Stored records:
Segment Open

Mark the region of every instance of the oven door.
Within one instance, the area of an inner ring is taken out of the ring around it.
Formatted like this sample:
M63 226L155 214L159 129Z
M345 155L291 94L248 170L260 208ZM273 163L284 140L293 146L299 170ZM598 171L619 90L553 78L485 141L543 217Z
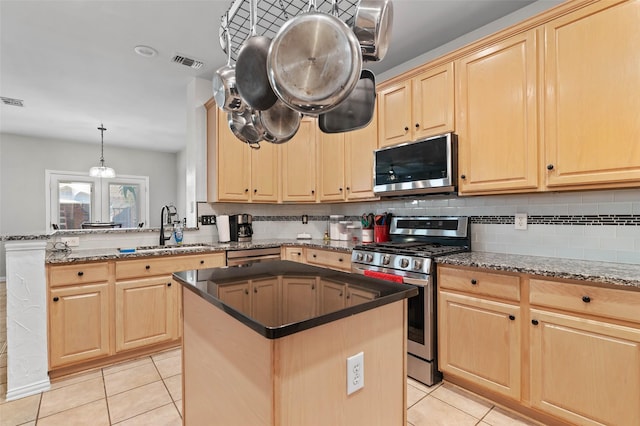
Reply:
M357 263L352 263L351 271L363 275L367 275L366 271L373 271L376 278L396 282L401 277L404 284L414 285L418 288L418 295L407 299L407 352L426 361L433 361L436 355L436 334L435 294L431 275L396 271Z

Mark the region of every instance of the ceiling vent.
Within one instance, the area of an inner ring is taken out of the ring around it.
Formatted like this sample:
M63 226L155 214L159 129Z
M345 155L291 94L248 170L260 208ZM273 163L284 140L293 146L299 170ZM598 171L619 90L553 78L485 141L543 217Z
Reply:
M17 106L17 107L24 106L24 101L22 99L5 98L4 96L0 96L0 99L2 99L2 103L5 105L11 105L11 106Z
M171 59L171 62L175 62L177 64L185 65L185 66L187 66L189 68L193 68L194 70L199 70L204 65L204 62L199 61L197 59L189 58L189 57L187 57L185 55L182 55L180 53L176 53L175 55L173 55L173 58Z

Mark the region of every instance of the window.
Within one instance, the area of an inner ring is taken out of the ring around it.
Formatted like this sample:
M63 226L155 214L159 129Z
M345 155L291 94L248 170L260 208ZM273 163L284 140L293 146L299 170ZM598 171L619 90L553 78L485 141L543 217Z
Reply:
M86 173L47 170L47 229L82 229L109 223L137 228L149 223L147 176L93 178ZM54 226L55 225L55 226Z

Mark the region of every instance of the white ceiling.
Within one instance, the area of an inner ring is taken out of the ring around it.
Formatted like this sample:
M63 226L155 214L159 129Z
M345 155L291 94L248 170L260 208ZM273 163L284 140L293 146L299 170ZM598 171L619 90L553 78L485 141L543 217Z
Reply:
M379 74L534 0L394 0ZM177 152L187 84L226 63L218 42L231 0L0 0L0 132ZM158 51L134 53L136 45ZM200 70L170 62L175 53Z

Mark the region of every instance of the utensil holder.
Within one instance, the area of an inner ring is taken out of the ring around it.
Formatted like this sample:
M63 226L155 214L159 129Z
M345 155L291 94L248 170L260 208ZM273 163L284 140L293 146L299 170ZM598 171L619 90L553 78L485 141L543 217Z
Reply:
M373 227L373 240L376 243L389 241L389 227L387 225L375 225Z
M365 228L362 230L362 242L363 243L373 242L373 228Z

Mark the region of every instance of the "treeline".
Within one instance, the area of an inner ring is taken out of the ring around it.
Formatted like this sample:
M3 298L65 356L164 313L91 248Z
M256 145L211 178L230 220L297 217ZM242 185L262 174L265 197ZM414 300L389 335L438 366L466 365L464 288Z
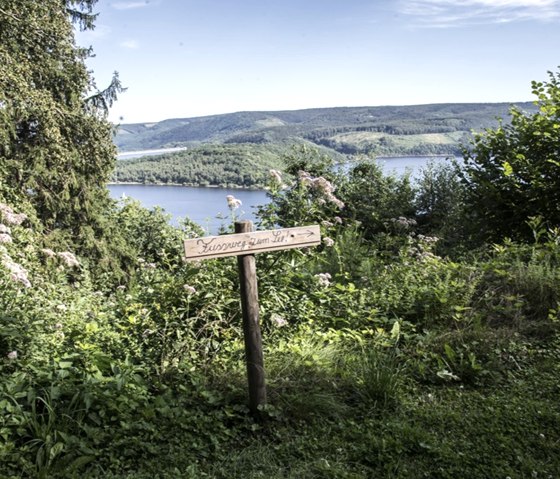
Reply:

Segment Closed

**TASK GOAL:** All of the data should come back exactly as written, but without pictures.

**SOLUTION FOR THIS EXERCISE:**
Mark the region of every instance of the oven door.
Within one instance, the area of an inner ring is taken out of the ring around it.
Formatted like this sample:
M63 226L155 214L159 129Z
M345 155L291 94L248 170L260 208ZM273 163L284 140L293 146L299 170ZM598 171L619 90L553 78L485 141L543 217Z
Reply:
M357 263L352 263L351 271L363 275L367 275L366 271L373 271L376 278L396 282L401 277L404 284L414 285L418 288L418 295L407 299L407 352L426 361L433 361L436 355L436 334L435 294L431 275L396 271Z

Mark the region of every instance of the ceiling vent.
Within one instance, the area of an inner ring is taken out of the ring around it.
Formatted like this sample:
M63 226L155 214L159 129Z
M345 155L291 94L248 170L260 208ZM273 163L284 140L293 146L299 170ZM598 171L619 90L553 78L485 141L543 217Z
Reply:
M17 106L17 107L24 106L24 101L22 99L5 98L4 96L0 96L0 99L2 99L2 103L5 105L11 105L11 106Z
M171 59L171 62L175 62L177 64L185 65L185 66L187 66L189 68L193 68L194 70L199 70L204 65L204 62L199 61L197 59L189 58L189 57L187 57L185 55L182 55L180 53L176 53L175 55L173 55L173 58Z

Mark the region of every instance of the window.
Within one instance, the area of an inner ring is taken out of the ring around it.
Formatted like this sample:
M63 226L155 214L159 129Z
M345 155L291 94L248 170L260 208ZM273 163L284 140L293 146L299 170ZM598 171L619 90L553 78L485 141L543 217Z
Reply:
M86 173L47 170L47 229L82 229L109 223L137 228L149 223L147 176L93 178ZM54 226L55 225L55 226Z

Mark the region of every instance of the white ceiling.
Within one instance, the area of an inner ring is taken out of the ring around it.
Formatted like this sample:
M63 226L155 214L159 129Z
M345 155L291 94L248 170L260 208ZM273 163L284 140L293 146L299 170ZM598 171L619 90L553 78L485 141L543 217Z
Reply:
M379 74L534 0L394 0ZM177 152L187 84L226 63L218 42L231 0L0 0L0 132ZM158 51L134 53L136 45ZM200 70L170 62L175 53Z

Mark the region of every instance of the utensil holder.
Within one instance, the area of an inner ring is taken out of the ring around it.
Formatted like this sample:
M63 226L155 214L159 129Z
M345 155L291 94L248 170L260 208ZM273 163L284 140L293 146L299 170ZM598 171L619 90L553 78L485 141L543 217Z
Reply:
M373 227L373 240L376 243L389 241L389 227L387 225L375 225Z
M365 228L362 230L362 242L363 243L373 242L373 228Z

Mark the region of every instance of the "treeline".
Within one instance, the area of an inner ring is taken out of the ring around it.
Formatted like this sample:
M3 298L65 356L164 313L91 248Z
M256 145L211 178L230 220L297 217ZM242 185L262 174L265 197ZM414 300L389 335L438 366L466 365L464 288Z
Reply:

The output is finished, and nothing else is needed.